Referring expression pointing data
++++++++++++++++++++

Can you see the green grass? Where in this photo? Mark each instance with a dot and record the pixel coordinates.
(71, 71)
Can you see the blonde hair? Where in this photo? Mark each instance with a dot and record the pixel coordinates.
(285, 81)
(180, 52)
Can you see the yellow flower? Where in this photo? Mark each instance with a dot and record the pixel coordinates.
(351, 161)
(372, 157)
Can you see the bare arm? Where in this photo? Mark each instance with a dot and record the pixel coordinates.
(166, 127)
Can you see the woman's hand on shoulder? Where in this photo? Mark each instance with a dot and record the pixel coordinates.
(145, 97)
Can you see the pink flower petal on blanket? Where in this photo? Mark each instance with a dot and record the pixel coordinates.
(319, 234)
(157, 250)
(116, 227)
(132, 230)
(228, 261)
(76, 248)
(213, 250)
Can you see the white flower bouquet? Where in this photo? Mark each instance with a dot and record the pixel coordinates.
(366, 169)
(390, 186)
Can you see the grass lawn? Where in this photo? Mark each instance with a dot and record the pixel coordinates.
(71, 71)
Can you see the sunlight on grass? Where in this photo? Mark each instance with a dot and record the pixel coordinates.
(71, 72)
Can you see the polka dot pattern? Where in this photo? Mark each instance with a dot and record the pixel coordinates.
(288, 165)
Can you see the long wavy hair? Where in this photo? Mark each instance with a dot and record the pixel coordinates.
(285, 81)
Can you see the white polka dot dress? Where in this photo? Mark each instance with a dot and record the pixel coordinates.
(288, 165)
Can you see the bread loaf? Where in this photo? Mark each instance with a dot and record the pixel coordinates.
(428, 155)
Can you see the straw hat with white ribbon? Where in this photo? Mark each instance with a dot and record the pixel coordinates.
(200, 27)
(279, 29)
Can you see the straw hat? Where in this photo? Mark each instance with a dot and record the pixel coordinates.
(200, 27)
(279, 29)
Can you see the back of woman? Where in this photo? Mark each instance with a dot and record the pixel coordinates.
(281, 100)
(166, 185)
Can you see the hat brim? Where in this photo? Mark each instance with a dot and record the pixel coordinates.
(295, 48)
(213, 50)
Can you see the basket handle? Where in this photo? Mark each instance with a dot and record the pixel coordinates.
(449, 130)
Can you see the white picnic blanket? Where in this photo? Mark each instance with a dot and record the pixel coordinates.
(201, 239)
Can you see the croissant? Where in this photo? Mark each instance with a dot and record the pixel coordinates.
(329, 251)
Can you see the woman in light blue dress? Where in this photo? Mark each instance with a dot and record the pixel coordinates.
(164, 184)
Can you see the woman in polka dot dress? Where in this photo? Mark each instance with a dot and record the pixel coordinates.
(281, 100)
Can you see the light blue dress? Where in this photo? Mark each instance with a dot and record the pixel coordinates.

++++++++++++++++++++

The data must be duplicated exactly, with nothing left out.

● **FINAL ANSWER**:
Can you see the green grass? Where in this photo? Mark each instance with a dot and record the pixel coordinates.
(71, 71)
Can you see the blonde hair? Where in this photo? Mark each instance with a dot and record the pixel coordinates.
(285, 81)
(180, 52)
Can you see the yellow flower? Where in this photo? Mark each instance with a dot and record the pixel coordinates.
(351, 161)
(372, 157)
Can you see the bare arm? Where in this photo? Mark each instance with a dot and record the pixel coordinates.
(166, 127)
Can you see the woman's hand on shoulder? Where in this photo? Mark each instance with a dot and record the pixel coordinates.
(145, 97)
Can you see the pink flower petal on blanket? Where in this photo? Mark each instance with a dot and record the pixel coordinates.
(319, 234)
(157, 250)
(116, 227)
(132, 230)
(228, 261)
(76, 248)
(213, 250)
Can you see the white flower bouquet? Where in this photo? Mark each instance with a dot and record the pixel coordinates.
(366, 169)
(390, 186)
Can you see the grass lawn? Where in this photo? Mark each instance with a dot and record the pixel coordinates.
(71, 71)
Can you see the sunlight on grass? Where in this photo? Mark each instance with a dot and record the pixel coordinates.
(71, 72)
Can you see the polka dot pattern? Where in this photo? Mark each instance with a dot and record the pixel coordinates.
(288, 165)
Can you see the long wavy hair? Where in this photo? Mark each instance with a dot and record the pixel coordinates.
(285, 81)
Can you see the white polka dot dress? Where in this photo? Mark each instance with a dot and record the pixel coordinates.
(288, 165)
Can you see the bread loaf? Where in this photo? Mark each instance with a dot and record the pixel coordinates.
(428, 155)
Can you see the straw hat with white ribbon? Where in this photo? Mark each instance with a dot and record the pixel coordinates.
(200, 27)
(279, 29)
Can you see the straw hat? Where in this photo? Mark each instance with a dot and record the pixel coordinates.
(200, 27)
(279, 29)
Can you see the back of woman? Where in this photo? Mark each instance with a dot and record the pixel coordinates.
(281, 100)
(166, 185)
Can you see the hat brim? Where in this photo? Mark each instance with a dot and record the pixel coordinates.
(295, 48)
(213, 50)
Can you see the basket handle? Where in this photo? Mark each instance with a dot and record the pixel coordinates.
(449, 130)
Can you see the white picnic blanket? Where in this photo? Mark each instance with a dot and record the pixel coordinates.
(201, 239)
Can you see the croissant? Where in this photo? Mark each instance with a dot and record the pixel coordinates.
(329, 251)
Can you see the woman in light blue dress? Where in this photo? Mark each instance with a dot and record the pixel coordinates.
(164, 184)
Can you see the woman in polka dot dress? Where in this photo? Mark each instance with a dot and record the pixel coordinates.
(281, 100)
Can you see the light blue dress? Where in this photo? Mark each instance with a dot and record the pixel coordinates.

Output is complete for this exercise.